* **Exercise**: Write the next portion of the account of the congressional hearings on TRICARE fees and VA construction contracting, beginning immediately after its final sentence.

That was an opening statement (verbal, written differed and the four witnesses had a joint-written statement). And the questions? None. Jim Webb feels the best way to chair a hearing is by boring everyone with tales of his father and tales of his own schooling. "I think we're doing everything we can for the people who serve," he insisted. The senator whose one term will be most distinguished by his attacks on the the victims of Agent Orange. The reason we're noting the above remarks is because they go back to the March 15th Armed Services Subcomittee hearing when Chair Joe Wilson explained:
The proposed TRICARE Prime fee increase for Fiscal Year 2012, while appearing to be modest, is a 13% increase over the current rate. The Dept of Defense proposes increasing the fee in the out years based on an inflation index. You suggest 6.2% but it is unclear exactly which index you are using? You plan to reduce the rate that TRICARE pays Sole Community Hospitals for inpatient care provided to our active duty, family members and retirees. Several of these hospitals are located very close to military bases -- in fact, some are right outside the front gates -- especially important for 24-hour emergency care. What analysis have you done to determine whether reducing these rates will affect access to care for our beneficiaries and in particular the readiness of our armed forces? I would also like our witnesses to discuss the range of efficiency options that were considered but not included in the President's budget.
At that hearing, Democrats and Republicans expressed their dismay and displeasure over what was being proposed. At this hearing, it was Jim Webb. And nothing else. And so the military and their families were out of luck.
Unless they'd showed up for the hearing in hopes of hearing the red headed wonder bore them. "I personally have been stuggling with this notion of increases, modest increases for the time being -- increases, the TRICARE like program [. . .]," Jim Webb yammered away, unable to find his point and after asking for view points, speaking and speaking and speaking and still speaking while claiming he wanted everyone's opinion on the issue.
That was yesterday afternoon. Yesterday morning the House Veterans Affairs Subcommittee on Oversight and Investigations Subcommittee held a hearing. Chair Bill Johnson explained in opening remarks that the hearing was entitled "Inspect What You Expect: Construction Contracting Practices at VA." Chair Johnson observed, "VA has acknowledged it could improve the quality of its contracting process through use of the Electronic Contract Management System, or 'eCMS.' In June of 2007, an Information Letter was issued by VA's Executive Director of the Office of Acquisition and Logistics mandating the use of eCMS. This database would record and track procurement actions of over $25,000, and the data could then be easily and comprehensively reviewed to determine the effectiveness of VA's contracting processes and make changes where necessary. Cost overruns could be identified and addressed early on, and perhaps even prevented in the first place. This sensible approach to overseeing the contracting process could prevent wasted funding, potential fraud, and reduce overall contract mismanagement. For some reason, despite its mandated usage, many supervisors and managers across VA chose to ignore eCMS, instead allowing the contracting system and runaway associated costs to continue as before. VA's Office of Inspector General found clear cases of missing and incomplete information, and in one test discovered that 83 percent of the transactions that should have gone into eCMS were left out."
The Subcomittee heard from two panels. The first was composed of Belinda Finn and Cherie Palmer of the Office of Inspector General, US Department of Veterans Affairs. The second panel was composed of VA's Glenn Haggstrom. Excerpt from the first panel.

* **Available data**:
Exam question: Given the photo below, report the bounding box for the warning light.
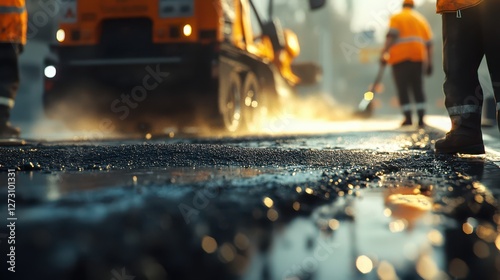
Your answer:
[56,29,66,43]
[43,65,57,79]
[365,91,374,100]
[182,24,193,37]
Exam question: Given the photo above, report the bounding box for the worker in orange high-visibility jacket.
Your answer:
[0,0,28,138]
[435,0,500,154]
[380,0,432,127]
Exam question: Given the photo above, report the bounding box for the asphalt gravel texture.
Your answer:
[0,130,499,280]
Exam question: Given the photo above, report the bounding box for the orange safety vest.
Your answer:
[388,7,432,64]
[436,0,484,14]
[0,0,28,45]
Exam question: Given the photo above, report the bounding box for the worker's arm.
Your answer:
[425,41,434,76]
[380,33,397,64]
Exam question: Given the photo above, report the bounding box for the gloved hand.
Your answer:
[425,63,433,76]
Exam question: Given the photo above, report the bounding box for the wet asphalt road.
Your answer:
[0,125,500,280]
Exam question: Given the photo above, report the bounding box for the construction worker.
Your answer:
[380,0,432,127]
[435,0,500,154]
[0,0,28,138]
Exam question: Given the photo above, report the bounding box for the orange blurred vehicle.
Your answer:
[43,0,325,132]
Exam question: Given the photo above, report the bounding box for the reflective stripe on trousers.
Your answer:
[401,102,427,112]
[447,105,483,116]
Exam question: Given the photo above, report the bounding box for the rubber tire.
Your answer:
[241,72,267,132]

* **Answer to this exercise**:
US House Rep Jerry McNerney: One of your statements is that you have trained 14,000 VA employees annually and that's a pretty -- is that a factual -- I mean, that's a pretty big number of people to train effectively in a year.
Belinda Finn: Yes, sir. That's in fraud awareness. We provide regular briefings to people in VHA as well as the Benefits Administration on issues that they should be aware of, as, you know, managers and people on the front line who might see fraud situations.
US House Rep Jerry McNerney: How much effort is devoted to training people in the eCMS system?
Belinda Finn: From the OIG office, we don't provide that training, the department provides that training.
US House Rep Jerry McNerney: So you're not aware of how much training is involved in that?
Belinda Finn: No, sir, I'm not.
US House Rep Jerry McNerney: If we were to hold a hearing a month from now and ask you to provide names of managers that are fail-falling -- At the VA' they're -- so -- in terms of their employees complying with eCMS, could you do that?
Belinda Finn: A month might be a very short time in order to give you comprehensive information.
US House Rep Jerry McNerney: What would be an appropriate time frame?
Belinda Finn: Uhm, several months at least. I would think. I don't know because I don't know the scope of what we might need to look at it. If were trying to make a determination across the entire department that would take quite a quite a long time.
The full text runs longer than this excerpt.